── RECORDS PROVIDED

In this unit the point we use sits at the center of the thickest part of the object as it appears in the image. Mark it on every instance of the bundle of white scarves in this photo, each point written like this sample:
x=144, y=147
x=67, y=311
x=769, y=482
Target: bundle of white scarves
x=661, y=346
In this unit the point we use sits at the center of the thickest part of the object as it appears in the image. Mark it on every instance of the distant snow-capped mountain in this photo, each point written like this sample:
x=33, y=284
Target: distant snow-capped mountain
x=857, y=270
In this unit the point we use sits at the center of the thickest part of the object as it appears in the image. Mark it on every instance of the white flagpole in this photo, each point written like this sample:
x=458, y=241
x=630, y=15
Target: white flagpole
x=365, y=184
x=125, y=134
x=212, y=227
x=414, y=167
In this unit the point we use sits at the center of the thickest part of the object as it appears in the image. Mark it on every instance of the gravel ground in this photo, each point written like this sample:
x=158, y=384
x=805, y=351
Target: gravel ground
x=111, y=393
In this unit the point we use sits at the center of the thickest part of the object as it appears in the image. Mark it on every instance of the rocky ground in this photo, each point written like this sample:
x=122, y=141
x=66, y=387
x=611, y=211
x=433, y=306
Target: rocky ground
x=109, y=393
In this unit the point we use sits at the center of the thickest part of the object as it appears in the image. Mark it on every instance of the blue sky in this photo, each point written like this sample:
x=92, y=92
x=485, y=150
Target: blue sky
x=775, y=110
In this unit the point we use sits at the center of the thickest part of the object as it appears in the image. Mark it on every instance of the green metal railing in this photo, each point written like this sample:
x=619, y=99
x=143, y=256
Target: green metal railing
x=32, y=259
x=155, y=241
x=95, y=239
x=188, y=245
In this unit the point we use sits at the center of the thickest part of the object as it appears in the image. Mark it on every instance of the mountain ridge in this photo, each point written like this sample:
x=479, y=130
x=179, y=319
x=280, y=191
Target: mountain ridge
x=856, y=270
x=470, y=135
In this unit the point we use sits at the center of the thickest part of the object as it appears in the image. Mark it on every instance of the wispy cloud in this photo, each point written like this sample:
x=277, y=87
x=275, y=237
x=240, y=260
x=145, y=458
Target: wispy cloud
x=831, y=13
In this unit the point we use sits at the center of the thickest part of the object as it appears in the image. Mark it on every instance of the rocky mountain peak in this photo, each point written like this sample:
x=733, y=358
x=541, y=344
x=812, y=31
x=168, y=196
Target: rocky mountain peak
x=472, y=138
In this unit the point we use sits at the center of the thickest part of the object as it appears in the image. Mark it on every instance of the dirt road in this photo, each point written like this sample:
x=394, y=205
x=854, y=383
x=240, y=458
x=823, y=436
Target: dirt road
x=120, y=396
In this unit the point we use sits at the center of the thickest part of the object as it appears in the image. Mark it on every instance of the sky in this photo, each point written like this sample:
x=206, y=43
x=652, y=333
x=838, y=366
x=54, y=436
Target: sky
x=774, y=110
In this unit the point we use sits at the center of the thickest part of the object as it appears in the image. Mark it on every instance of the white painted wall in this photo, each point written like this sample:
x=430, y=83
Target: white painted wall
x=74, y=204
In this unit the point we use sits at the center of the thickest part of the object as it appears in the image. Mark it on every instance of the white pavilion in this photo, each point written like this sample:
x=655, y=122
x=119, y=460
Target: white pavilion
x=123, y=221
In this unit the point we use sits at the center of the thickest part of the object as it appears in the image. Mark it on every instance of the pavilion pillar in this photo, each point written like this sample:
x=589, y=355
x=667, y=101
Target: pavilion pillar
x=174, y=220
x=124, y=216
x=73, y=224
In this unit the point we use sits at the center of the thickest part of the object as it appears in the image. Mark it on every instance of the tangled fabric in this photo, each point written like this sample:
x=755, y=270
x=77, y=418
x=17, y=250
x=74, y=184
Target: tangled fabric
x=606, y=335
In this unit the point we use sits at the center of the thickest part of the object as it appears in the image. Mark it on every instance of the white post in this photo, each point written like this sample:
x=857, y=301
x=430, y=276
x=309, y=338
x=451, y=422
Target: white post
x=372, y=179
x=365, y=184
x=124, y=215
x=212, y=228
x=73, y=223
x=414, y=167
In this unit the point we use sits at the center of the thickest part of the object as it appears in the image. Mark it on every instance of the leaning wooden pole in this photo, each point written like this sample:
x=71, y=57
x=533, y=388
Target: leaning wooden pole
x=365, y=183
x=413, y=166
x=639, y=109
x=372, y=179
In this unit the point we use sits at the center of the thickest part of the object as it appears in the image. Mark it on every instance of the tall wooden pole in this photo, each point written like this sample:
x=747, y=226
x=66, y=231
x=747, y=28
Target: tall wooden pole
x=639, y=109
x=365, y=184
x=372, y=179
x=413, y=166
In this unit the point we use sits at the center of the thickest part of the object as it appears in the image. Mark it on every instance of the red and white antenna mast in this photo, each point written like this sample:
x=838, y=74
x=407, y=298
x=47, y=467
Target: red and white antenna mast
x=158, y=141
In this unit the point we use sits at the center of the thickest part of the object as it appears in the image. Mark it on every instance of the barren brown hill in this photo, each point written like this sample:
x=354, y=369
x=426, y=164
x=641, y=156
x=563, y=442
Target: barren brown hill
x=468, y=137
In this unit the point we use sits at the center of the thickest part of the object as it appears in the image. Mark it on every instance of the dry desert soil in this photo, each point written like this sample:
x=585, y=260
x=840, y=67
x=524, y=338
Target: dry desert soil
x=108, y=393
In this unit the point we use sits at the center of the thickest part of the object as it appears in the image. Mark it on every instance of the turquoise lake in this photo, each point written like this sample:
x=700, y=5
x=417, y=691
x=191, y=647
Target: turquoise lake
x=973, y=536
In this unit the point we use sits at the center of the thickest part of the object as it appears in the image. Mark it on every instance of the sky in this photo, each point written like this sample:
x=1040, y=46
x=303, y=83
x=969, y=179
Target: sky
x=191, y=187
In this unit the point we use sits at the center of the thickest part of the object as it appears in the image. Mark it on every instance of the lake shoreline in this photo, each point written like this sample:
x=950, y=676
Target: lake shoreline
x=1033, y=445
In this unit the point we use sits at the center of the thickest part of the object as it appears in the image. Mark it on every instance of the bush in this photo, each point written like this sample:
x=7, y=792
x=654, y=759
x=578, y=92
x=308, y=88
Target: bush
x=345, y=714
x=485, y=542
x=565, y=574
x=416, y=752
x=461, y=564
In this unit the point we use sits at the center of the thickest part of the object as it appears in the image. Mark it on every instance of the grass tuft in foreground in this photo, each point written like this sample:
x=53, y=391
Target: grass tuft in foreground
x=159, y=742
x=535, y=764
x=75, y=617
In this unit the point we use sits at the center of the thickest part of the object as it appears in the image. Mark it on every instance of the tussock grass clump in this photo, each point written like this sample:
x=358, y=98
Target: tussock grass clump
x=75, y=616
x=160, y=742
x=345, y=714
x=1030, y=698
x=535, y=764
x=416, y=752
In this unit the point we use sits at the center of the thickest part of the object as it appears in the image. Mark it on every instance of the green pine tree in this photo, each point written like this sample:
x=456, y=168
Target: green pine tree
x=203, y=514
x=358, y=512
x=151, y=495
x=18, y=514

────

▶ YOUR OBJECTIVE:
Reproduce every row above word for word, keeping each line as it stands.

▶ FINAL RESULT:
In this unit the point we use sits at the center of the thickest part of the object as it appears in the image. Mark it on every instance of the bundle of white scarves in this photo, each point written like this sample:
x=144, y=147
x=67, y=311
x=769, y=482
Target: bundle of white scarves
x=661, y=346
In this unit the point we use sits at the center of the thickest part of the object as it appears in the image. Mark it on every instance of the distant snow-capped mountain in this photo, each point written like this sample:
x=33, y=284
Target: distant snow-capped mountain
x=857, y=270
In this unit the point we use sits at the center of the thickest part of the object as it appears in the image. Mark it on every instance of the white flagpole in this photo, each point written like this sample:
x=458, y=241
x=630, y=15
Target: white flagpole
x=365, y=184
x=125, y=134
x=212, y=227
x=414, y=167
In this unit the point we use sits at the center of the thickest part of the object as it appears in the image. Mark it on every instance of the gravel ground in this photo, each point written like this sample:
x=158, y=384
x=805, y=351
Target: gravel ground
x=111, y=393
In this unit the point we use sits at the center of the thickest part of the object as it appears in the image. Mark it on every instance of the rocky ground in this photo, each point written like this sample:
x=122, y=141
x=66, y=387
x=611, y=211
x=433, y=306
Target: rocky ground
x=109, y=393
In this unit the point we use sits at the center of the thickest part of the object as it appears in the image. Mark it on every instance of the blue sky in this photo, each point written like this sample:
x=92, y=92
x=485, y=150
Target: blue sky
x=775, y=110
In this unit the point we use sits at the center of the thickest part of the object as it appears in the image. Mark it on every instance of the green metal railing in this photo, each point written like this sample:
x=619, y=99
x=143, y=256
Target: green metal railing
x=32, y=259
x=155, y=241
x=95, y=239
x=188, y=245
In this unit the point we use sits at the center of the thickest part of the object as it appears in the image. Mark it on every instance of the mountain ridge in this photo, each point written like this sample:
x=479, y=130
x=179, y=319
x=280, y=191
Target: mountain ridge
x=856, y=270
x=470, y=135
In this unit the point we use sits at the center of the thickest part of the object as it appears in the image. Mark it on every instance of the wispy cloud in this photo, each point written like this sample:
x=277, y=87
x=275, y=237
x=240, y=260
x=145, y=458
Target: wispy cloud
x=831, y=13
In this unit the point we use sits at the center of the thickest part of the object as it appears in the image. Mark it on every instance of the rocky mountain peak in this photo, each point written like this sample:
x=733, y=358
x=541, y=344
x=812, y=31
x=168, y=196
Target: rocky mountain peak
x=472, y=138
In this unit the point we use sits at the center of the thickest part of the object as it appears in the image. Mark it on every instance of the dirt road in this photo, each point written like this sample:
x=394, y=205
x=854, y=383
x=240, y=458
x=823, y=436
Target: dirt road
x=120, y=396
In this unit the point we use sits at the center of the thickest part of the object as it appears in the image. Mark it on every instance of the sky in this photo, each point written like this sample:
x=206, y=43
x=652, y=333
x=838, y=366
x=54, y=436
Target: sky
x=774, y=110
In this unit the point we use sits at the center of the thickest part of the object as it appears in the image. Mark it on every instance of the white painted wall in this photo, each point written like this sample:
x=430, y=83
Target: white painted wall
x=74, y=204
In this unit the point we use sits at the center of the thickest part of the object as it appears in the image. Mark it on every instance of the white pavilion in this photo, each point written like this sample:
x=655, y=122
x=119, y=460
Target: white pavilion
x=123, y=221
In this unit the point we use sits at the center of the thickest part of the object as it appears in the image. Mark it on every instance of the pavilion pillar in this photo, each point written like this sample:
x=589, y=355
x=667, y=101
Target: pavilion pillar
x=174, y=220
x=124, y=216
x=73, y=224
In this unit the point we use sits at the center of the thickest part of the object as it appears in the image. Mark it on every instance of the tangled fabric in this photo, each point written like this sample:
x=755, y=270
x=77, y=418
x=17, y=250
x=74, y=184
Target: tangled fabric
x=606, y=335
In this unit the point we use sits at the center of the thickest part of the object as it appears in the image. Mark it on every instance of the white post in this photo, each point written like this sample:
x=857, y=301
x=430, y=276
x=309, y=338
x=451, y=422
Target: white post
x=372, y=179
x=365, y=184
x=124, y=215
x=212, y=228
x=73, y=223
x=414, y=167
In this unit the point we use sits at the center of the thickest part of the object as it appears in the image. Mark it on every instance of the leaning wooden pole in this photo, each point written like this sample:
x=71, y=57
x=533, y=388
Target: leaning wooden pole
x=365, y=183
x=413, y=166
x=639, y=109
x=372, y=179
In this unit the point we use sits at the center of the thickest part of the object as it appears in the image. Mark it on every instance of the tall wooden pole in this photo, each point written like this sample:
x=747, y=226
x=66, y=231
x=747, y=28
Target: tall wooden pole
x=639, y=109
x=365, y=184
x=372, y=179
x=413, y=166
In this unit the point we use sits at the center of the thickest part of the object as it appears in the image. Mark it on every instance of the red and white antenna mast in this photo, each point written like this sample:
x=838, y=74
x=407, y=298
x=47, y=467
Target: red and white antenna mast
x=158, y=141
In this unit the point we use sits at the center of the thickest part of the object as it appears in the image. Mark it on every instance of the barren brown hill in this photo, each point written like this sample:
x=354, y=369
x=426, y=164
x=641, y=156
x=563, y=442
Target: barren brown hill
x=468, y=137
In this unit the point we use sits at the center of the thickest part of the object as it appears in the image. Mark it on every instance of the dry desert soil in this photo, each point written like this sample:
x=585, y=260
x=840, y=67
x=524, y=338
Target: dry desert soil
x=108, y=393
In this unit the point we use sits at the center of the thickest part of the object as it appears in the image. Mark it on every instance of the turquoise lake in this photo, each point written like this sample:
x=700, y=5
x=417, y=691
x=191, y=647
Target: turquoise lake
x=973, y=536
In this unit the point we use sits at the center of the thickest part of the object as it appears in the image. Mark it on every instance of the sky in this photo, each point written like this sample:
x=1040, y=46
x=303, y=83
x=969, y=179
Target: sky
x=191, y=187
In this unit the point we use sits at the center of the thickest part of the object as it appears in the image. Mark it on every instance of the lake shoreline in this photo, each point written like this sample:
x=950, y=676
Target: lake shoreline
x=1033, y=445
In this unit the point we use sits at the center of the thickest part of the object as it appears in the image. Mark it on every instance of the bush in this photo, each point written like this sample:
x=7, y=792
x=654, y=759
x=578, y=92
x=308, y=88
Target: bush
x=345, y=714
x=485, y=542
x=565, y=574
x=416, y=752
x=461, y=564
In this unit the point we use sits at the center of the thickest part of the object as it appears in the image. Mark it on every instance of the grass tuft in foreground in this photo, each point written like this sample:
x=53, y=391
Target: grass tuft in foreground
x=159, y=742
x=535, y=764
x=75, y=617
In this unit the point we use sits at the center of the thickest part of the object as it appears in the image. Mark it on every instance of the tussock grass clump in this photo, each point written like this sample:
x=358, y=98
Target: tussock grass clump
x=75, y=616
x=160, y=742
x=345, y=714
x=1030, y=698
x=535, y=764
x=416, y=752
In this unit the point we use sits at the center of the thickest part of the object as it appears in the image. Mark it on every instance of the green pine tree in this photo, each point written like this sample:
x=456, y=168
Target: green pine tree
x=203, y=514
x=358, y=512
x=151, y=495
x=18, y=514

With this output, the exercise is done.